YOUR INSTRUCTIONS | Whenever a line in the entries below contains "yellow", copy that line.
##### RAW DATA
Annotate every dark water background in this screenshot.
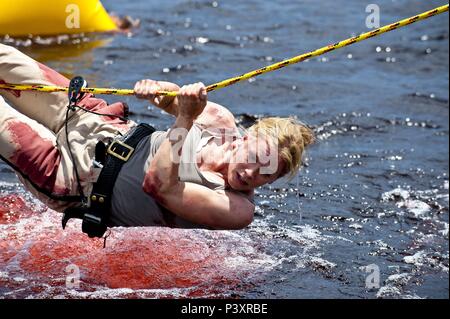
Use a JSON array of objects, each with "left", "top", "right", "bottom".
[{"left": 0, "top": 0, "right": 448, "bottom": 298}]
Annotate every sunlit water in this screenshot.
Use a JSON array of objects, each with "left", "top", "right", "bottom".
[{"left": 1, "top": 0, "right": 448, "bottom": 299}]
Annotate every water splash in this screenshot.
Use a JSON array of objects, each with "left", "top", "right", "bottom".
[{"left": 0, "top": 191, "right": 280, "bottom": 298}]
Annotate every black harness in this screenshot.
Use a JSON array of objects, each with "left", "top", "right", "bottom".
[{"left": 61, "top": 76, "right": 155, "bottom": 238}]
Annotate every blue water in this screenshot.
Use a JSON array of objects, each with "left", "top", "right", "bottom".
[{"left": 1, "top": 0, "right": 448, "bottom": 298}]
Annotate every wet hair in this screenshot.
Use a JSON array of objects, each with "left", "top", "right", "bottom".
[{"left": 247, "top": 117, "right": 315, "bottom": 179}]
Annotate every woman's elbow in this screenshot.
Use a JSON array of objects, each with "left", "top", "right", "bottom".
[
  {"left": 217, "top": 204, "right": 255, "bottom": 230},
  {"left": 235, "top": 212, "right": 254, "bottom": 230}
]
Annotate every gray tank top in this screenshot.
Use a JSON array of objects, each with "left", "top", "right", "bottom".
[{"left": 109, "top": 123, "right": 236, "bottom": 228}]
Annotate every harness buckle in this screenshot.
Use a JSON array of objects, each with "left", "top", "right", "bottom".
[
  {"left": 61, "top": 123, "right": 156, "bottom": 239},
  {"left": 107, "top": 140, "right": 134, "bottom": 162}
]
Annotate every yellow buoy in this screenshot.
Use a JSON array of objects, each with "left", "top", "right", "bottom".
[{"left": 0, "top": 0, "right": 118, "bottom": 36}]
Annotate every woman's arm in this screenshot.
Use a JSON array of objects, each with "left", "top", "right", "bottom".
[
  {"left": 142, "top": 83, "right": 255, "bottom": 229},
  {"left": 134, "top": 79, "right": 237, "bottom": 129}
]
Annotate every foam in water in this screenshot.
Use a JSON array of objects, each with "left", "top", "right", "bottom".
[
  {"left": 0, "top": 184, "right": 326, "bottom": 298},
  {"left": 0, "top": 193, "right": 266, "bottom": 298}
]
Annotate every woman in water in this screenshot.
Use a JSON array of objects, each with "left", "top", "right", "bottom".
[{"left": 0, "top": 43, "right": 314, "bottom": 234}]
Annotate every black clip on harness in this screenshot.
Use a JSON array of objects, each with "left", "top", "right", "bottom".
[
  {"left": 68, "top": 76, "right": 87, "bottom": 110},
  {"left": 61, "top": 76, "right": 155, "bottom": 239}
]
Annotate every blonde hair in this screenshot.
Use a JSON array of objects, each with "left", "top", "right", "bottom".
[{"left": 247, "top": 117, "right": 315, "bottom": 179}]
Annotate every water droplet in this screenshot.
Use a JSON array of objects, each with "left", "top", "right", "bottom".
[
  {"left": 162, "top": 68, "right": 170, "bottom": 73},
  {"left": 376, "top": 46, "right": 382, "bottom": 53},
  {"left": 385, "top": 47, "right": 391, "bottom": 53},
  {"left": 347, "top": 53, "right": 353, "bottom": 59},
  {"left": 196, "top": 37, "right": 209, "bottom": 44}
]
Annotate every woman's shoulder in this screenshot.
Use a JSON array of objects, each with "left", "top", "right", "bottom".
[{"left": 195, "top": 101, "right": 237, "bottom": 130}]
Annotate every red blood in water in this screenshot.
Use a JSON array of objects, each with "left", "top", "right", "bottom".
[
  {"left": 0, "top": 194, "right": 34, "bottom": 224},
  {"left": 0, "top": 194, "right": 265, "bottom": 298},
  {"left": 0, "top": 195, "right": 37, "bottom": 268}
]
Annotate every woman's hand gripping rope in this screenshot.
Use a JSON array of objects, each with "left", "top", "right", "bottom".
[{"left": 134, "top": 79, "right": 181, "bottom": 116}]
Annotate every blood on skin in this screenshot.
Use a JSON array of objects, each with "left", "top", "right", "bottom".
[
  {"left": 143, "top": 171, "right": 183, "bottom": 227},
  {"left": 7, "top": 121, "right": 67, "bottom": 195},
  {"left": 142, "top": 171, "right": 167, "bottom": 206}
]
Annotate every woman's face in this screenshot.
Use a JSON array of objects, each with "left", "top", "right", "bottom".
[{"left": 227, "top": 134, "right": 285, "bottom": 191}]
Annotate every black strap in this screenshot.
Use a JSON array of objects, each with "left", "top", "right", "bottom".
[{"left": 62, "top": 123, "right": 155, "bottom": 238}]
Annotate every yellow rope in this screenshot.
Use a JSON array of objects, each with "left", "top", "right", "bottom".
[{"left": 0, "top": 4, "right": 448, "bottom": 97}]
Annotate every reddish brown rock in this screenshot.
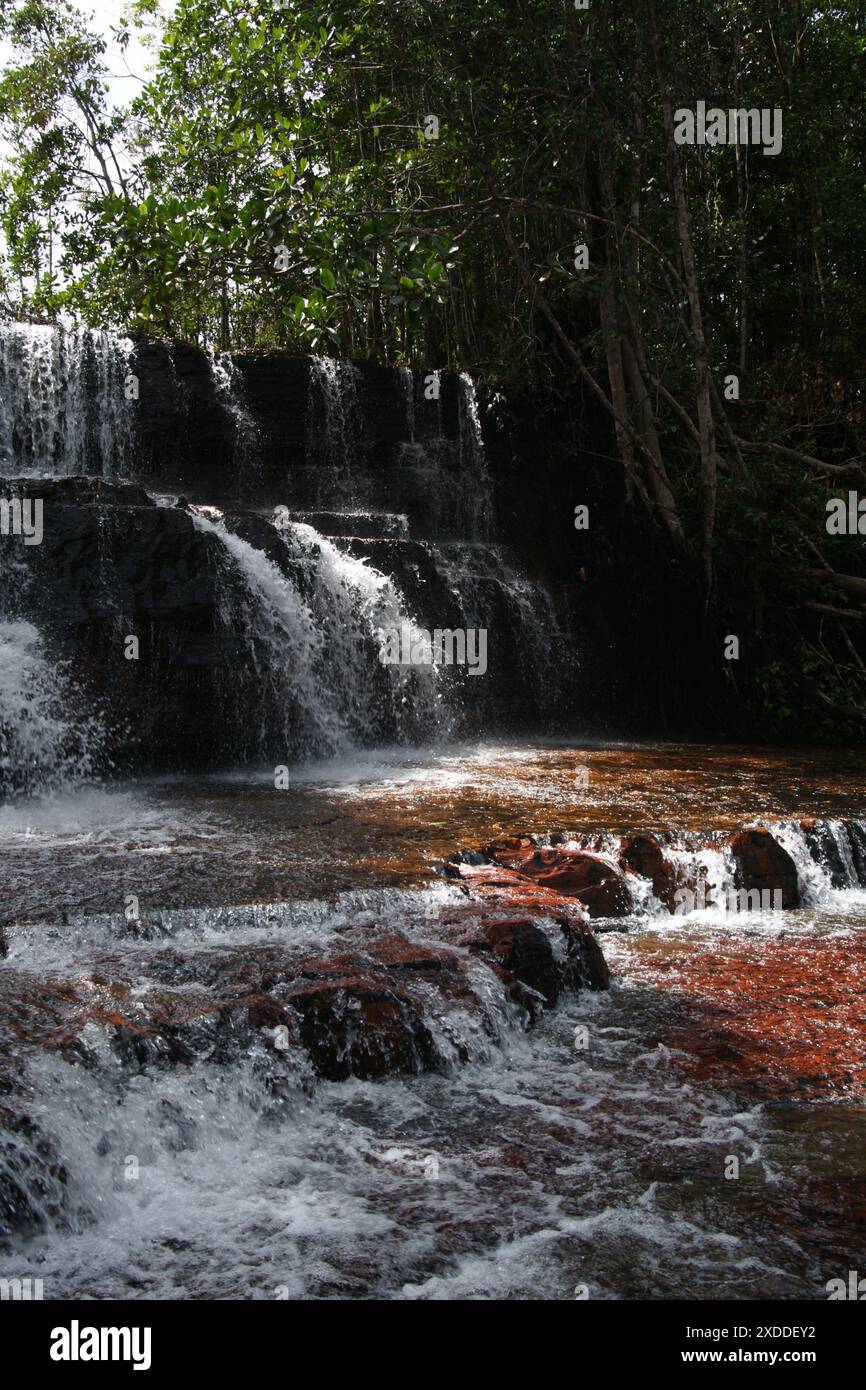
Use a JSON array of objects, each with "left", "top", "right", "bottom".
[
  {"left": 621, "top": 833, "right": 678, "bottom": 912},
  {"left": 728, "top": 829, "right": 800, "bottom": 908},
  {"left": 560, "top": 920, "right": 611, "bottom": 991},
  {"left": 540, "top": 857, "right": 631, "bottom": 916},
  {"left": 481, "top": 842, "right": 632, "bottom": 918},
  {"left": 527, "top": 851, "right": 633, "bottom": 917},
  {"left": 456, "top": 918, "right": 560, "bottom": 1008},
  {"left": 286, "top": 979, "right": 436, "bottom": 1081},
  {"left": 624, "top": 927, "right": 866, "bottom": 1099},
  {"left": 444, "top": 862, "right": 611, "bottom": 993},
  {"left": 446, "top": 861, "right": 588, "bottom": 924},
  {"left": 484, "top": 835, "right": 536, "bottom": 858}
]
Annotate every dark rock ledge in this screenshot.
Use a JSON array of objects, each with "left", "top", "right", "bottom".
[{"left": 448, "top": 818, "right": 866, "bottom": 919}]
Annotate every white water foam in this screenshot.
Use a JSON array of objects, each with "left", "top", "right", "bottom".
[
  {"left": 0, "top": 323, "right": 135, "bottom": 477},
  {"left": 0, "top": 620, "right": 104, "bottom": 798}
]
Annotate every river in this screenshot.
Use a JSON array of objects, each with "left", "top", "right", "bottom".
[{"left": 1, "top": 740, "right": 864, "bottom": 1299}]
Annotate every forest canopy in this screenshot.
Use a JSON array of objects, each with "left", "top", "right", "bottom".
[{"left": 1, "top": 0, "right": 865, "bottom": 736}]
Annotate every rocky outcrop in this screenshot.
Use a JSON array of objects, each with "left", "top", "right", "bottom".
[
  {"left": 0, "top": 890, "right": 610, "bottom": 1243},
  {"left": 0, "top": 904, "right": 608, "bottom": 1083},
  {"left": 482, "top": 840, "right": 634, "bottom": 918},
  {"left": 443, "top": 859, "right": 610, "bottom": 990},
  {"left": 1, "top": 476, "right": 246, "bottom": 771},
  {"left": 728, "top": 829, "right": 800, "bottom": 908},
  {"left": 130, "top": 342, "right": 471, "bottom": 515},
  {"left": 620, "top": 833, "right": 678, "bottom": 912},
  {"left": 448, "top": 818, "right": 866, "bottom": 922}
]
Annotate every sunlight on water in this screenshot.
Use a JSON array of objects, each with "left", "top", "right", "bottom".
[{"left": 1, "top": 742, "right": 865, "bottom": 1299}]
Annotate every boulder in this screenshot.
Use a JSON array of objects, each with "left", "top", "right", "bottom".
[
  {"left": 620, "top": 833, "right": 678, "bottom": 912},
  {"left": 458, "top": 918, "right": 560, "bottom": 1008},
  {"left": 559, "top": 920, "right": 611, "bottom": 991},
  {"left": 444, "top": 861, "right": 588, "bottom": 923},
  {"left": 499, "top": 847, "right": 633, "bottom": 917},
  {"left": 286, "top": 979, "right": 436, "bottom": 1081},
  {"left": 728, "top": 829, "right": 800, "bottom": 908}
]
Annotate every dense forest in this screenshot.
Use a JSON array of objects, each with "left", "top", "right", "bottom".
[{"left": 1, "top": 0, "right": 865, "bottom": 740}]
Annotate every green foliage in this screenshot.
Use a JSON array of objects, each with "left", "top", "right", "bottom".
[{"left": 1, "top": 0, "right": 865, "bottom": 735}]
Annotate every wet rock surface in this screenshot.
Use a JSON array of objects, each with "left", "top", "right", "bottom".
[
  {"left": 728, "top": 828, "right": 801, "bottom": 908},
  {"left": 2, "top": 787, "right": 866, "bottom": 1291},
  {"left": 478, "top": 841, "right": 634, "bottom": 917},
  {"left": 0, "top": 896, "right": 610, "bottom": 1245},
  {"left": 448, "top": 820, "right": 855, "bottom": 922},
  {"left": 620, "top": 928, "right": 866, "bottom": 1100},
  {"left": 620, "top": 833, "right": 679, "bottom": 911}
]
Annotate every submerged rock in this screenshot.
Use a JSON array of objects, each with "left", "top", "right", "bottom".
[
  {"left": 444, "top": 860, "right": 610, "bottom": 989},
  {"left": 287, "top": 979, "right": 437, "bottom": 1081},
  {"left": 454, "top": 918, "right": 561, "bottom": 1009},
  {"left": 0, "top": 900, "right": 609, "bottom": 1148}
]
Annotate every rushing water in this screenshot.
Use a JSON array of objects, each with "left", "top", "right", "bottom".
[
  {"left": 0, "top": 743, "right": 865, "bottom": 1299},
  {"left": 0, "top": 324, "right": 135, "bottom": 477},
  {"left": 0, "top": 620, "right": 105, "bottom": 798},
  {"left": 1, "top": 324, "right": 863, "bottom": 1300}
]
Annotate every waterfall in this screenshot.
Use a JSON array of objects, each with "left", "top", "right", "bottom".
[
  {"left": 306, "top": 357, "right": 363, "bottom": 473},
  {"left": 775, "top": 818, "right": 866, "bottom": 901},
  {"left": 191, "top": 511, "right": 450, "bottom": 760},
  {"left": 0, "top": 328, "right": 568, "bottom": 773},
  {"left": 301, "top": 359, "right": 494, "bottom": 540},
  {"left": 455, "top": 372, "right": 494, "bottom": 540},
  {"left": 278, "top": 519, "right": 452, "bottom": 744},
  {"left": 0, "top": 324, "right": 135, "bottom": 478},
  {"left": 0, "top": 620, "right": 104, "bottom": 798},
  {"left": 429, "top": 541, "right": 572, "bottom": 720},
  {"left": 399, "top": 365, "right": 416, "bottom": 442},
  {"left": 207, "top": 349, "right": 260, "bottom": 486}
]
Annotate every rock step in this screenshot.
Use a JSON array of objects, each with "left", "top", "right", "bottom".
[
  {"left": 450, "top": 817, "right": 866, "bottom": 918},
  {"left": 282, "top": 509, "right": 410, "bottom": 539}
]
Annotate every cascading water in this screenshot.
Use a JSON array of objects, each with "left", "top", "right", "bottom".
[
  {"left": 207, "top": 348, "right": 261, "bottom": 488},
  {"left": 191, "top": 510, "right": 342, "bottom": 758},
  {"left": 0, "top": 323, "right": 135, "bottom": 478},
  {"left": 455, "top": 371, "right": 494, "bottom": 540},
  {"left": 305, "top": 356, "right": 363, "bottom": 480},
  {"left": 190, "top": 509, "right": 450, "bottom": 760},
  {"left": 399, "top": 364, "right": 416, "bottom": 443},
  {"left": 429, "top": 540, "right": 571, "bottom": 720},
  {"left": 277, "top": 519, "right": 452, "bottom": 744},
  {"left": 11, "top": 329, "right": 861, "bottom": 1305},
  {"left": 0, "top": 620, "right": 104, "bottom": 798},
  {"left": 298, "top": 359, "right": 495, "bottom": 540},
  {"left": 3, "top": 774, "right": 866, "bottom": 1295}
]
##########
EXERCISE RESPONSE |
Annotate every yellow buoy in this screenshot.
Annotate every yellow rope in this screenshot.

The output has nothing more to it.